EXERCISE AIM -> Can you write out all the records below again, switching "draw the outline" to "trace the outline" and keeping everything else the same, but leaving out the pictures?

MATERIAL SUPPLIED ->
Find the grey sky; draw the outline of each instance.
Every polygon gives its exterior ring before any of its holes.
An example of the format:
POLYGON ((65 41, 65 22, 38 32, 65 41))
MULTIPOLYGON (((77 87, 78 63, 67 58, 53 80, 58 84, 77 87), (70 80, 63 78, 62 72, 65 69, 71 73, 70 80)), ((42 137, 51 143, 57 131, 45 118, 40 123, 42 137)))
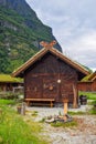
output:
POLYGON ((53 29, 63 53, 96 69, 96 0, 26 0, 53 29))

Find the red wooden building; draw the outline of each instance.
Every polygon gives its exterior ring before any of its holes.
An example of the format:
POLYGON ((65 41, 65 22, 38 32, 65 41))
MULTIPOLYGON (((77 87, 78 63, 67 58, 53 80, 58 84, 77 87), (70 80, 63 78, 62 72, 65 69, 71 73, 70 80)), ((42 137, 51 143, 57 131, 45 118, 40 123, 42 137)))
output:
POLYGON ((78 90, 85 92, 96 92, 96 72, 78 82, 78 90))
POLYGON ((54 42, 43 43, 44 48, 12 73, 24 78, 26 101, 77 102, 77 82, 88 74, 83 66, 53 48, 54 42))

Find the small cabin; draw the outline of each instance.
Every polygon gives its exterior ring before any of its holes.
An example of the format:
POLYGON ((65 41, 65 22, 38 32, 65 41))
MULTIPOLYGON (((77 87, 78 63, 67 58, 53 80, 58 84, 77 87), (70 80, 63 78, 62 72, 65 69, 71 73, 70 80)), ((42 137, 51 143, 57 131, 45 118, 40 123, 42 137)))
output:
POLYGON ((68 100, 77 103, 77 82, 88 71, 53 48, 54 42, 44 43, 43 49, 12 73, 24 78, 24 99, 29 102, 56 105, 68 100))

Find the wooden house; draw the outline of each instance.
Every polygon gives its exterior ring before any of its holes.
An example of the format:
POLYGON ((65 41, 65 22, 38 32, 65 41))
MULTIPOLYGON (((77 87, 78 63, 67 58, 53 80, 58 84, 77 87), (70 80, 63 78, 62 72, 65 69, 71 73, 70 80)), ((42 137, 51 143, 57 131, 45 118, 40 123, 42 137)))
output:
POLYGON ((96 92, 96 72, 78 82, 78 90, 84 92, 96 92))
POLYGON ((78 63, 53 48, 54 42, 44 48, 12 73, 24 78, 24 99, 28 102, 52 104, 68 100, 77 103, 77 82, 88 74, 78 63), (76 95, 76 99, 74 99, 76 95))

COMPLETE RESPONSE ->
Find the grey sky; trace the outline of each instance.
Every polygon gives its exterior ring before any of its holes.
An example of the format:
POLYGON ((65 41, 65 22, 38 32, 65 41))
MULTIPOLYGON (((77 87, 78 63, 67 58, 53 80, 58 84, 77 87), (70 80, 63 78, 62 72, 65 69, 71 73, 70 80)), ((42 137, 51 143, 57 131, 45 118, 40 123, 42 137)))
output:
POLYGON ((53 29, 63 53, 96 69, 96 0, 26 0, 53 29))

Find the red wooden building; trace the outline of each instance.
Every polygon gives its exterior ring before any of its holes.
An example of the format:
POLYGON ((65 41, 65 22, 38 32, 65 41))
MULTIPOLYGON (((77 87, 78 63, 67 58, 53 80, 58 84, 77 87), (70 80, 63 78, 62 72, 65 69, 71 73, 70 80)), ((42 137, 51 143, 57 131, 45 118, 40 123, 42 137)))
output:
POLYGON ((78 90, 85 92, 96 92, 96 72, 78 82, 78 90))
POLYGON ((54 42, 43 43, 44 48, 12 73, 24 78, 26 101, 77 102, 77 82, 88 74, 83 66, 53 48, 54 42))

Find the small cabin; trace the outline of each instance.
Every polygon gives its exterior ring before any of its holes.
An example of the format:
POLYGON ((65 41, 65 22, 38 32, 65 41))
MULTIPOLYGON (((77 87, 78 63, 67 58, 53 80, 58 84, 77 87), (70 80, 63 78, 62 72, 65 69, 71 73, 70 80)), ((42 137, 51 143, 57 131, 45 118, 40 123, 42 137)))
output:
POLYGON ((68 100, 77 103, 77 82, 88 71, 53 48, 54 42, 44 43, 43 49, 12 73, 24 78, 24 99, 29 102, 56 105, 68 100))

Find the wooden house; trace the outline of each instance.
Every polygon gives its exterior ring before any of its holes.
An example of the format:
POLYGON ((65 41, 65 22, 38 32, 65 41))
MULTIPOLYGON (((77 87, 78 63, 67 58, 53 80, 58 84, 77 87), (70 80, 63 78, 62 72, 65 69, 71 73, 70 80)), ((42 137, 51 143, 57 131, 45 118, 40 123, 42 137)))
output:
POLYGON ((96 92, 96 72, 78 82, 78 90, 84 92, 96 92))
POLYGON ((78 63, 53 48, 54 42, 44 48, 12 73, 24 78, 24 99, 28 102, 52 104, 68 100, 77 103, 77 82, 88 74, 78 63), (76 95, 76 99, 74 99, 76 95))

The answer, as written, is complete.